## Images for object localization
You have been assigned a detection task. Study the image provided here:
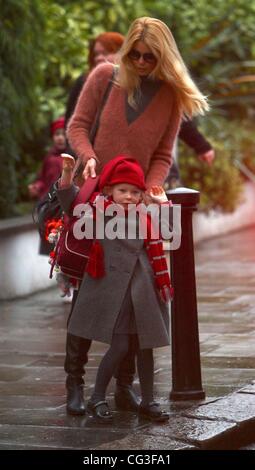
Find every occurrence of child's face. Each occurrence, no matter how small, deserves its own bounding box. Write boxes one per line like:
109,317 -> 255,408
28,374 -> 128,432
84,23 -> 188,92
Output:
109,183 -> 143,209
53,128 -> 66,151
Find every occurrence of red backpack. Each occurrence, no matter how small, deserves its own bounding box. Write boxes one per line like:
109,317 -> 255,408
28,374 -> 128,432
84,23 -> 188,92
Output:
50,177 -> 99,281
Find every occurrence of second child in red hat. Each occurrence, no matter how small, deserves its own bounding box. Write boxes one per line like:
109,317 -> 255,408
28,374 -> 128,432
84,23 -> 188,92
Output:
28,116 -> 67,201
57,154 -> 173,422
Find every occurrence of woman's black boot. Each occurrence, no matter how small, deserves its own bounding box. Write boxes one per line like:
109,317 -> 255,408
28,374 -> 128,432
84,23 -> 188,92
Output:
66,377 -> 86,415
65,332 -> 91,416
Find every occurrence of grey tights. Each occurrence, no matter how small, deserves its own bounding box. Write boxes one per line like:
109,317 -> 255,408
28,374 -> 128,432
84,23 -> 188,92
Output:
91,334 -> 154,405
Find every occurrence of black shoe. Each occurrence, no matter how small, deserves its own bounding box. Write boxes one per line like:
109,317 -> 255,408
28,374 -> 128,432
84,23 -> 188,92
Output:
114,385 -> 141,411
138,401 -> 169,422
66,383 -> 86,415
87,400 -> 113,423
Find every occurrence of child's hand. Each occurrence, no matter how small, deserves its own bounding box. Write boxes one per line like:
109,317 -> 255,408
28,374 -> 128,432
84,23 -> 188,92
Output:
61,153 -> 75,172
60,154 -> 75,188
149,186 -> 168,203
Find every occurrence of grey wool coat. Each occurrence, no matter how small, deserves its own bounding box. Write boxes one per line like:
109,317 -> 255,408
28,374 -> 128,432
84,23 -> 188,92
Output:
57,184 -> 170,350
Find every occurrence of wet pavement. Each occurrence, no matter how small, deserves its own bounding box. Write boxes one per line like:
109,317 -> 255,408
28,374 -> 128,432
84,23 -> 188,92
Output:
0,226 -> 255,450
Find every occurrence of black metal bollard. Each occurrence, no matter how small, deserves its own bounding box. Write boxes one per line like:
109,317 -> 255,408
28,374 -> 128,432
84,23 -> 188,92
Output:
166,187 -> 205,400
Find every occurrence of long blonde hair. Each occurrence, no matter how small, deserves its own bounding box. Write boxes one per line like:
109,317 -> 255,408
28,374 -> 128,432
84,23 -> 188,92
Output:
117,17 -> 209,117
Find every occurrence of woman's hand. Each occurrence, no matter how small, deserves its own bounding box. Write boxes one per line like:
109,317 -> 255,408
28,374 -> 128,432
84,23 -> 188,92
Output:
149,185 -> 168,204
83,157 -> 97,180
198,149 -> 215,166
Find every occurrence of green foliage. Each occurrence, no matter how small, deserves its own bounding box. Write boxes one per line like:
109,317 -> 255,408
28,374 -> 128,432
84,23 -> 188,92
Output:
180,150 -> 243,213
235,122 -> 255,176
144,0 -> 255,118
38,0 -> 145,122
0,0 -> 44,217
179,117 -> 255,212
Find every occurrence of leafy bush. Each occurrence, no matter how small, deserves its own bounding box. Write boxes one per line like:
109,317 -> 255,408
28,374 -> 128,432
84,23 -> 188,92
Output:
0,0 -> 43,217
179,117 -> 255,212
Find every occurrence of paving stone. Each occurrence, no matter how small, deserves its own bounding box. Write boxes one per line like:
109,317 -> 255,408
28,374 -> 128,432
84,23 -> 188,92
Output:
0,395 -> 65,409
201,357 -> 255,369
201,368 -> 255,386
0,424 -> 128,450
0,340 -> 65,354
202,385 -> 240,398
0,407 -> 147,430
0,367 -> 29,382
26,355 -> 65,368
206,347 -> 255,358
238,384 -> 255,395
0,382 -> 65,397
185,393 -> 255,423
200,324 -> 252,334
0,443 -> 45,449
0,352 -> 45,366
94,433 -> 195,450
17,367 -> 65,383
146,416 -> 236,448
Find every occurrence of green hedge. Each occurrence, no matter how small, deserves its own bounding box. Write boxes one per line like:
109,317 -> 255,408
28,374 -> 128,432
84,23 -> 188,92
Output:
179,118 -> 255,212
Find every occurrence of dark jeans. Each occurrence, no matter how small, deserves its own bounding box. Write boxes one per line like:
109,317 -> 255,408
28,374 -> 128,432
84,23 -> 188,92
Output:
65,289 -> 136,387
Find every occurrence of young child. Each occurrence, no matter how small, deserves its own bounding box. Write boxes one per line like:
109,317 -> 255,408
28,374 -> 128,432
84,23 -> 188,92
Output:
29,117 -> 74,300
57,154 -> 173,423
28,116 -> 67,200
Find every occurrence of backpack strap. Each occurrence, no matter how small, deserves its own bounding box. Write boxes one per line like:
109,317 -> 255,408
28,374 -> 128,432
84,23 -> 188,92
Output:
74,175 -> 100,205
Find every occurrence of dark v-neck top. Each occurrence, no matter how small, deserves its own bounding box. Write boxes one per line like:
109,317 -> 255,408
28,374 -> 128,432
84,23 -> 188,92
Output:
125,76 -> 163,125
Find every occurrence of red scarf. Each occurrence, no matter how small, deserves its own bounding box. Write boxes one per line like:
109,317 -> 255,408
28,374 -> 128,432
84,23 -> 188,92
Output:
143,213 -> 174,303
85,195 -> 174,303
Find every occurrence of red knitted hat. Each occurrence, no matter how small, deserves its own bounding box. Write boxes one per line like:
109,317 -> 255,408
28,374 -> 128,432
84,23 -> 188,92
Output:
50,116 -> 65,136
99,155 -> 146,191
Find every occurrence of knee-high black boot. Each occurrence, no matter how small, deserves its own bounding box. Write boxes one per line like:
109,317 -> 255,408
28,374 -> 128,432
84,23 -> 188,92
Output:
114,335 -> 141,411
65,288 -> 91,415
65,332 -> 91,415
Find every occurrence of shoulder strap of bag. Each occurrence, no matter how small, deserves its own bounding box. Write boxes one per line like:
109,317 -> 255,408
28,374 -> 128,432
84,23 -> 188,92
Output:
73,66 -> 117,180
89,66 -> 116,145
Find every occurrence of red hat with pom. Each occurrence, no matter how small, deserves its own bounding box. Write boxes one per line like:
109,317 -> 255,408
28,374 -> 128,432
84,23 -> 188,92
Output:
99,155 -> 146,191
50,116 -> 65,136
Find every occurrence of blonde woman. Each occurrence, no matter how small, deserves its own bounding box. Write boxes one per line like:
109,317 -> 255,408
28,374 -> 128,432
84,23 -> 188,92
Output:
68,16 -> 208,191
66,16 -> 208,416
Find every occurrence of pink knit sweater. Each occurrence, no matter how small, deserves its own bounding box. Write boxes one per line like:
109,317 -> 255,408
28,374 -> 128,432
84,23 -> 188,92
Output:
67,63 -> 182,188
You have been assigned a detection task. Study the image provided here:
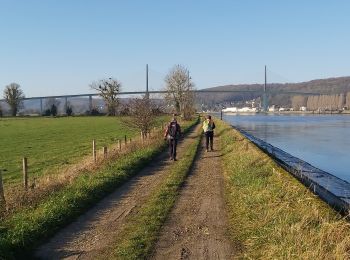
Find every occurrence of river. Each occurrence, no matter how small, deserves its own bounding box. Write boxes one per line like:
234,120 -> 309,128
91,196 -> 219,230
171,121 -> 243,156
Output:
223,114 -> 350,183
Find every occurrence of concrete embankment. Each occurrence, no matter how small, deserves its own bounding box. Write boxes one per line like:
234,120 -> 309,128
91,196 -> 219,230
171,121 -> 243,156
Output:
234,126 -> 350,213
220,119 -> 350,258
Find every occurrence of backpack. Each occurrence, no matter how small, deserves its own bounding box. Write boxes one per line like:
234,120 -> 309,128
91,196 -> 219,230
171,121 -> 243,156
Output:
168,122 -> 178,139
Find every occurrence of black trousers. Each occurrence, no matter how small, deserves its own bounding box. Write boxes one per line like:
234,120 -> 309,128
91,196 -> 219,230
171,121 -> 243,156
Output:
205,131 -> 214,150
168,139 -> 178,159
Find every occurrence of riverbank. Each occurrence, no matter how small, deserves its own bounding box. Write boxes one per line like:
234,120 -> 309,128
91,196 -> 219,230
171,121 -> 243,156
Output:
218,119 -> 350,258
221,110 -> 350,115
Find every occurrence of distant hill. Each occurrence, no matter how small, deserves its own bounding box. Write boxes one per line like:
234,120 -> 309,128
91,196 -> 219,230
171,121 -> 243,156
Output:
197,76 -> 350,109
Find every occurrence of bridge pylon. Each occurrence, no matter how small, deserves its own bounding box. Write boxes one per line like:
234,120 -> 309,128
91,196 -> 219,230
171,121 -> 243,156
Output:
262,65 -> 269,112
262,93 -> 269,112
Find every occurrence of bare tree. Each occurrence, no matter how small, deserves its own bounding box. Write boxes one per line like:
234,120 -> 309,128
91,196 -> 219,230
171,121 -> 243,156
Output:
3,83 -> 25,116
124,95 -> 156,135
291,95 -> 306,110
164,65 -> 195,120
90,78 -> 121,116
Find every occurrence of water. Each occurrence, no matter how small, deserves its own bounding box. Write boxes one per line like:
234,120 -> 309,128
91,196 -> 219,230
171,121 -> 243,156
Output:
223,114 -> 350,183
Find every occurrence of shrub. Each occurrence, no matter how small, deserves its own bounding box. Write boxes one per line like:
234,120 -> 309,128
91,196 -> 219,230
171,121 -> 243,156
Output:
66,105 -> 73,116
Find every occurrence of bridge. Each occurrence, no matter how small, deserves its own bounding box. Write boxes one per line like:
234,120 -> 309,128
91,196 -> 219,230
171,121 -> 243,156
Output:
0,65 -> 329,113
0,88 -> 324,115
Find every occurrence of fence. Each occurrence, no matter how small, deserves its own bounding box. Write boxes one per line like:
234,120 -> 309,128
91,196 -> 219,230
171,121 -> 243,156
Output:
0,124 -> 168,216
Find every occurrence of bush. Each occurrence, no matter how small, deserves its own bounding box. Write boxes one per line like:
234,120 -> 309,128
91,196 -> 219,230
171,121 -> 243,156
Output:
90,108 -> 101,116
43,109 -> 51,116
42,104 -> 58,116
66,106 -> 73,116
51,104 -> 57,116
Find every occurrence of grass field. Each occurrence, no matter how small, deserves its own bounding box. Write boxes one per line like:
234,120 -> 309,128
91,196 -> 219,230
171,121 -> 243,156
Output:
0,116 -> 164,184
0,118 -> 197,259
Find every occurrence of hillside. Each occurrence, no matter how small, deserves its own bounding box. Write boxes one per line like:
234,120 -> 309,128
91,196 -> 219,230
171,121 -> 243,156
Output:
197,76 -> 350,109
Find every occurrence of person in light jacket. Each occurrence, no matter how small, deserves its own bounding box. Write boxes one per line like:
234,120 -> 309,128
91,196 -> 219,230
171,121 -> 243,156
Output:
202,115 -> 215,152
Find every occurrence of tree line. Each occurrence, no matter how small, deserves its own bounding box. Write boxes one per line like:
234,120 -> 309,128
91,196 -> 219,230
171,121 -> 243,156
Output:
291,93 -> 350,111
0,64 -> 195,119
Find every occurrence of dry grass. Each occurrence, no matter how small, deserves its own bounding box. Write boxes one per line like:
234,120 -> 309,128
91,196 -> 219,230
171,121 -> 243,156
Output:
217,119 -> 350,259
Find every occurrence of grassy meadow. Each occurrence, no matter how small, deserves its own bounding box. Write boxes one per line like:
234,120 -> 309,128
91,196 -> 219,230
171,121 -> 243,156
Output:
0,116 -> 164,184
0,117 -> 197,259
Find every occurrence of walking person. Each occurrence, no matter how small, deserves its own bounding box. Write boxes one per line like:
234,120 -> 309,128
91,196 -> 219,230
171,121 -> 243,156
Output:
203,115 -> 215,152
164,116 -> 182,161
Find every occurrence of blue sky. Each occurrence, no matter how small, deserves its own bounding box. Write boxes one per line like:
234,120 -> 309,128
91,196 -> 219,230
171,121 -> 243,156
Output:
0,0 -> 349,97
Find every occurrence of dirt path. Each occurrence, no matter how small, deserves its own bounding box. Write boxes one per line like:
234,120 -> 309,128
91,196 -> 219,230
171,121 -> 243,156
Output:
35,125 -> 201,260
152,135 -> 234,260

## Assignment
Look through the data above for the word "backpack". Report each line where it occurs.

## Written solution
Find every occurrence of red backpack. Each occurrence, no matter how small, deserves its own bounding box. Write boxes one per line like:
Find every occurrence of backpack strap. Each occurrence, no matter how small, deserves its own bounding box. Write boxes one per line like:
Find every occurrence of backpack. Each occurrence, no matter how small, deserves its own bounding box. Write boxes one per line like:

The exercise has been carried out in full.